PESHAWAR: Efforts are afoot to wholly shift the administrative control of the intermediate education either to the Higher Education Department (HED) or Elementary and Secondary Education (E&SE) Department so as to avoid confusion in budget utilisation, according to sources.

HED has categorically conveyed to the E&SE Department to wholly hand over the intermediate classes to it or take over their full administrative control, sources in E&SE Department told Dawn.

Currently, both the education departments administratively control the intermediate classes, they said and explained that HED was responsible for the intermediate classes in colleges and E&SE in government higher secondary schools, which was a violation of the successive national education policies.

According to the education policies so far framed including the latest announced in 2009, the E&SE Department was responsible for the administrative control of the intermediate level education while colleges were for the degree level education, the sources said. However, during successive governments no one has pointed towards violation of this portion of the education policy.

They said that of the 182,000 enrolled students in 182 public sector colleges in Khyber Pakhtunkhwa 120,000 students were in intermediate classes. They added that 45,000 students were enrolled in the intermediate section of 400 government higher secondary schools. As such, HED is responsible for imparting education to 72 per cent of the intermediate students though it is not its mandate, they said.


Move aimed at bringing transparency in budget utilisation


“Though it is not our mandate, most of our resources are being utilised on the intermediate education,” an official in HED told Dawn. He said that the colleges were solely responsible for imparting above 12-year education.

■ Available data
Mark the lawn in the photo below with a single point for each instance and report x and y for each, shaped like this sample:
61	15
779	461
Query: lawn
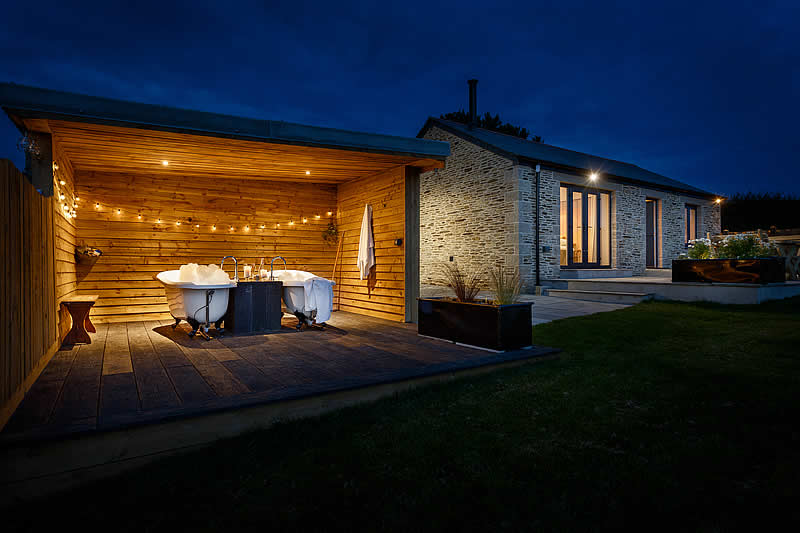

■ What the task asks
Continue the news report on administrative control of intermediate education in Khyber Pakhtunkhwa, beginning after its last sentence.

■ Exercise answer
The official said that after qualifying the secondary school certificate examination most of the students first opted for taking admission in the colleges because the education standard in the colleges was much better than the schools. “The students having poor marks and not qualifying for admission in colleges often take admission in the higher secondary schools,” he said.

The shifting of inter classes to any of the departments would also put that in trouble as in some areas there was either a college or higher secondary school.

If the E&SE Department fulfils its responsibility of taking over the inter classes than the colleges would have enough space for the students taking admission in the degree level classes, said the HED official. He said that it would also help HED to expand the 16-year bachelor of studies programme in the government colleges across the province.

When contacted, Khyber Pakhtunkhwa Teachers Association of Colleges president Nasrullah Khan Yousafzai said that the intermediate education was the mandate of the E&SE Department. However, he said that thousands of students would be deprived of quality education being imparted in the colleges if it was shifted to the schools.

He said that many students of the public sector colleges were able to take admission in the medical and engineering colleges after obtaining excellent marks in the intermediate examinations every year. But, he said, the intermediate students graduating from schools had never been able to get admission in professional colleges.